§ **WHAT YOU NEED TO DO**:
For this exercise, restate the data below with no change at all.

§ **EXERCISE DATA**:
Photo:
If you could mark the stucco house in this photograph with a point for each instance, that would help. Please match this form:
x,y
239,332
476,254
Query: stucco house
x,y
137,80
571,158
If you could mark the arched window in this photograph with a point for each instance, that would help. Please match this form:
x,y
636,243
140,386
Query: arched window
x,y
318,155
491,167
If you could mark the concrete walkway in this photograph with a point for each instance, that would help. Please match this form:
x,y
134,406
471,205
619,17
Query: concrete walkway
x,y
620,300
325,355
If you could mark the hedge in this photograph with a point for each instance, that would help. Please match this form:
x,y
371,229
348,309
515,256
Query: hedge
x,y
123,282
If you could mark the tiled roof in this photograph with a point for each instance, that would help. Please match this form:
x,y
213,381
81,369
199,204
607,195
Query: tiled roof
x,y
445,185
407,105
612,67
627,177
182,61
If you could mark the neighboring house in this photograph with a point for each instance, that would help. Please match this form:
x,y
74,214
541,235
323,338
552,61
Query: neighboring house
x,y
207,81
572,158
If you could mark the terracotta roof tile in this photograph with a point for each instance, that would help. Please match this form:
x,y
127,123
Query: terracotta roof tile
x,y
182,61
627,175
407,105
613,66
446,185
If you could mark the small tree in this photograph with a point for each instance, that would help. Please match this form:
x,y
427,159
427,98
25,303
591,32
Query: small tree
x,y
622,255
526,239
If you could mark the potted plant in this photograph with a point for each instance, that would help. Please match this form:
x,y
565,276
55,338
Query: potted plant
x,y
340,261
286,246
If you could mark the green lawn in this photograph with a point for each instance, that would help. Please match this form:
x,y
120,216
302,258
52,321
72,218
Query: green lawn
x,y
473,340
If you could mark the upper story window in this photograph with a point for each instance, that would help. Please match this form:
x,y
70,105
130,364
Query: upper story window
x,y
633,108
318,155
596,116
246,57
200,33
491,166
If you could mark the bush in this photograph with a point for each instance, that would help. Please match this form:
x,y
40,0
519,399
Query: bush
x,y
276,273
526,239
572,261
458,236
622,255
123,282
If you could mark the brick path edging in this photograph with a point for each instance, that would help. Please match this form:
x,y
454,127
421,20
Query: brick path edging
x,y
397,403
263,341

§ **SOLUTION**:
Photo:
If you could mark the stucco house in this photograph with a point for each instance, that would help. Please match this form:
x,y
239,332
476,254
Query: stucco house
x,y
137,80
571,158
If you could mark the arched window in this photograph with a point for each instance, that would help. Please match this form:
x,y
636,243
140,386
Query: arched window
x,y
318,155
491,167
If you could mark the concrete walkway in this photograph with a point for each instance, that would help. Please match this form:
x,y
134,406
471,205
619,17
Query: concrete walkway
x,y
620,300
325,355
If you could mark the hedge in this photograph with a point for each instance, that would help. Please match this form:
x,y
371,229
348,309
515,256
Query: hedge
x,y
123,282
If you could mark the tiled roof in this photograph with a point for each instance, that would help. Please match this form:
x,y
213,381
81,369
199,204
607,195
Query: tiled roof
x,y
445,185
407,105
612,67
627,177
182,61
If you could mark the neighboring house in this photograph with a point for each instance, that would help. Please match this form:
x,y
74,214
541,235
323,338
552,61
Query: neighboring house
x,y
207,81
572,158
If you could mark the terracotta roof tile in this photograph with a point for each instance, that would help. Please match this form:
x,y
127,123
Query: terracotta roof tile
x,y
182,61
627,175
407,105
613,66
446,185
If you could mark the small tree in this photograph with a point for each instance, that would help. Please match this form:
x,y
427,159
427,98
25,303
591,32
Query: small tree
x,y
622,255
526,239
If you could mark the potted plant in this photograph with a point for each instance, that would help. Please match this form:
x,y
565,276
55,338
Query: potted plant
x,y
340,261
286,246
If you could mark the green lawn in this photograph with a point for each instance, that would help. Please match this form:
x,y
120,216
302,258
52,321
72,218
Query: green lawn
x,y
473,340
If you could mark the upper story window in this photograph with a point for each instance, that would help. Please match this form:
x,y
70,105
130,364
Query: upper story window
x,y
633,108
318,155
596,116
246,57
200,33
491,166
If you could mark the bush in this photograph with a point for each instance, that would help. Please match this form:
x,y
40,0
519,399
Query: bush
x,y
276,273
526,239
572,261
458,236
622,255
123,282
If you could mark the brick path edging in this photograph with a point for each instance, that would help. Please match this form:
x,y
454,127
421,20
Query: brick path edging
x,y
397,403
263,341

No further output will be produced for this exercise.